>>

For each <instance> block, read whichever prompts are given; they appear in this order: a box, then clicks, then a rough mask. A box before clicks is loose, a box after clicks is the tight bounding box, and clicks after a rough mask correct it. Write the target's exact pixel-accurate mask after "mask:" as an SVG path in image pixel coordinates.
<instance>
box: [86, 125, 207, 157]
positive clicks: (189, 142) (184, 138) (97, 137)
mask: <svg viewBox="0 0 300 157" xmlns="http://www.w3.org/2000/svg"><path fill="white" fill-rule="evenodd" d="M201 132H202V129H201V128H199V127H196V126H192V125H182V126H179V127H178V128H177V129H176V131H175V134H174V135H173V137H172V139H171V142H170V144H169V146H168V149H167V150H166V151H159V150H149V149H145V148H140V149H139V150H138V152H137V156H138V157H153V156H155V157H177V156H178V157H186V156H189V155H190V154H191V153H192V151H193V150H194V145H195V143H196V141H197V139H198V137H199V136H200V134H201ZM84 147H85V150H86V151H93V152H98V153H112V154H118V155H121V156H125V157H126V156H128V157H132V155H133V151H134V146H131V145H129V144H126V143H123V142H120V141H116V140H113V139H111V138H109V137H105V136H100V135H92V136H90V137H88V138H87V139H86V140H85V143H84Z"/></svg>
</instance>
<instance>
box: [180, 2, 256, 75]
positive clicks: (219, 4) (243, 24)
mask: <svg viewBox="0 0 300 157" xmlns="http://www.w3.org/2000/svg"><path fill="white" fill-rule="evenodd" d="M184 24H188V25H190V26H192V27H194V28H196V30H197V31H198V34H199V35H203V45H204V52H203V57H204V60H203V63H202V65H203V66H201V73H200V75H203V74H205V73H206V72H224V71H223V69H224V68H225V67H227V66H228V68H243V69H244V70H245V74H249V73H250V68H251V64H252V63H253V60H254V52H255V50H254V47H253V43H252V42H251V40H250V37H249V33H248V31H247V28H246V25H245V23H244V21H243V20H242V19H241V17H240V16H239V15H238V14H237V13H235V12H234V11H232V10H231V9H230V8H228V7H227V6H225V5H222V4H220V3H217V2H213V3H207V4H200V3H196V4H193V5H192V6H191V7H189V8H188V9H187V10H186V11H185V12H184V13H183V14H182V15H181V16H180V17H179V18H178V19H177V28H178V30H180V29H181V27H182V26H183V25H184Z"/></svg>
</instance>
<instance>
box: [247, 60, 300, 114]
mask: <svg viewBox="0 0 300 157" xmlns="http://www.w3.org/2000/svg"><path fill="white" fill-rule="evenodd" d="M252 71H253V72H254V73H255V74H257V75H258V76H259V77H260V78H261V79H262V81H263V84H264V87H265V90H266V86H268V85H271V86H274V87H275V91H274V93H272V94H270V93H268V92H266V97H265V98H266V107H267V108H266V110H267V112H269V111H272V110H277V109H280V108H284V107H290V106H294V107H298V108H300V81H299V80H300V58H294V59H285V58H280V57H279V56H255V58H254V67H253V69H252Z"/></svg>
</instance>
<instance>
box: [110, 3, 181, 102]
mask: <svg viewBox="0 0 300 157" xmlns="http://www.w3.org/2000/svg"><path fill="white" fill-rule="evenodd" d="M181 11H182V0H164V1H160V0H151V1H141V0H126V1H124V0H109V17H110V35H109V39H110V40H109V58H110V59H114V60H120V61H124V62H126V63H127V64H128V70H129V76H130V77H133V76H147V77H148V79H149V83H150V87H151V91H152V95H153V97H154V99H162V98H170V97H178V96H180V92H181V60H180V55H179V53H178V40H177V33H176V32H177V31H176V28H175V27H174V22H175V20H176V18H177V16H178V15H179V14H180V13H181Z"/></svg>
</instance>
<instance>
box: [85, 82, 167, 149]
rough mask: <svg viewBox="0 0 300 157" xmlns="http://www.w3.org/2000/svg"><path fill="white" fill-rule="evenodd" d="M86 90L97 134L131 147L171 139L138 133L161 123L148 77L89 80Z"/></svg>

<<

[Description of the task] Return all the data above, unaltered and complete.

[Output below]
For each <instance> block, read whichever prompts are given; they appear in this order: a box, then clicks, then a rough mask. A box before clicks is loose, a box after clicks is the tight bounding box, and clicks after a rough mask correct it. Write the target's exact pixel-accurate mask after "mask:" as an SVG path in image pixel coordinates.
<instance>
box: [86, 125, 207, 157]
positive clicks: (189, 142) (184, 138) (97, 137)
mask: <svg viewBox="0 0 300 157" xmlns="http://www.w3.org/2000/svg"><path fill="white" fill-rule="evenodd" d="M201 132H202V129H201V128H199V127H196V126H192V125H182V126H179V127H178V128H177V129H176V131H175V134H174V135H173V137H172V139H171V142H170V144H169V146H168V149H167V150H166V151H159V150H149V149H145V148H140V149H139V150H138V152H137V156H138V157H153V156H155V157H177V156H178V157H186V156H189V155H190V154H191V153H192V151H193V150H194V145H195V143H196V141H197V139H198V137H199V136H200V134H201ZM84 147H85V150H86V151H93V152H98V153H112V154H118V155H121V156H125V157H126V156H128V157H132V155H133V151H134V146H131V145H129V144H126V143H123V142H120V141H116V140H113V139H111V138H109V137H105V136H100V135H92V136H90V137H88V138H87V139H86V140H85V143H84Z"/></svg>
</instance>
<instance>
box: [180, 2, 256, 75]
positive clicks: (219, 4) (243, 24)
mask: <svg viewBox="0 0 300 157" xmlns="http://www.w3.org/2000/svg"><path fill="white" fill-rule="evenodd" d="M184 24H188V25H190V26H192V27H194V28H196V30H197V31H198V34H199V35H203V45H204V52H203V57H204V60H203V63H202V65H203V66H201V73H200V75H203V74H205V73H206V72H224V71H223V69H224V68H225V67H227V66H228V68H243V69H244V70H245V74H249V73H250V68H251V64H252V63H253V60H254V52H255V50H254V47H253V43H252V42H251V40H250V37H249V33H248V31H247V28H246V25H245V23H244V21H243V20H242V19H241V17H240V16H239V15H238V14H237V13H235V12H234V11H232V10H231V9H230V8H228V7H227V6H225V5H222V4H220V3H217V2H213V3H207V4H200V3H196V4H193V5H192V6H191V7H189V8H188V9H187V10H186V11H185V12H184V13H183V14H182V15H181V16H180V17H179V18H178V19H177V28H178V30H180V29H181V27H182V26H183V25H184Z"/></svg>
</instance>
<instance>
box: [247, 60, 300, 114]
mask: <svg viewBox="0 0 300 157" xmlns="http://www.w3.org/2000/svg"><path fill="white" fill-rule="evenodd" d="M252 71H253V72H254V73H255V74H257V75H258V76H259V77H260V78H261V79H262V81H263V84H264V87H265V90H266V86H268V85H271V86H274V87H275V91H274V93H272V94H270V93H268V92H266V97H265V98H266V107H267V108H266V110H267V112H269V111H272V110H277V109H280V108H284V107H290V106H294V107H298V108H300V81H299V80H300V58H294V59H285V58H280V57H279V56H255V58H254V67H253V69H252Z"/></svg>
</instance>
<instance>
box: [110, 3, 181, 102]
mask: <svg viewBox="0 0 300 157" xmlns="http://www.w3.org/2000/svg"><path fill="white" fill-rule="evenodd" d="M181 11H182V0H164V1H160V0H151V1H141V0H126V1H124V0H109V17H110V35H109V39H110V40H109V58H110V59H114V60H120V61H124V62H126V63H127V64H128V70H129V76H130V77H133V76H147V77H148V79H149V83H150V87H151V91H152V95H153V97H154V99H162V98H170V97H178V96H180V92H181V60H180V55H179V53H178V40H177V33H176V32H177V31H176V28H175V27H174V22H175V20H176V18H177V16H178V15H179V14H180V13H181Z"/></svg>
</instance>
<instance>
box: [85, 82, 167, 149]
rough mask: <svg viewBox="0 0 300 157" xmlns="http://www.w3.org/2000/svg"><path fill="white" fill-rule="evenodd" d="M86 90L97 134L131 147L171 139L138 133L161 123L148 77L89 80Z"/></svg>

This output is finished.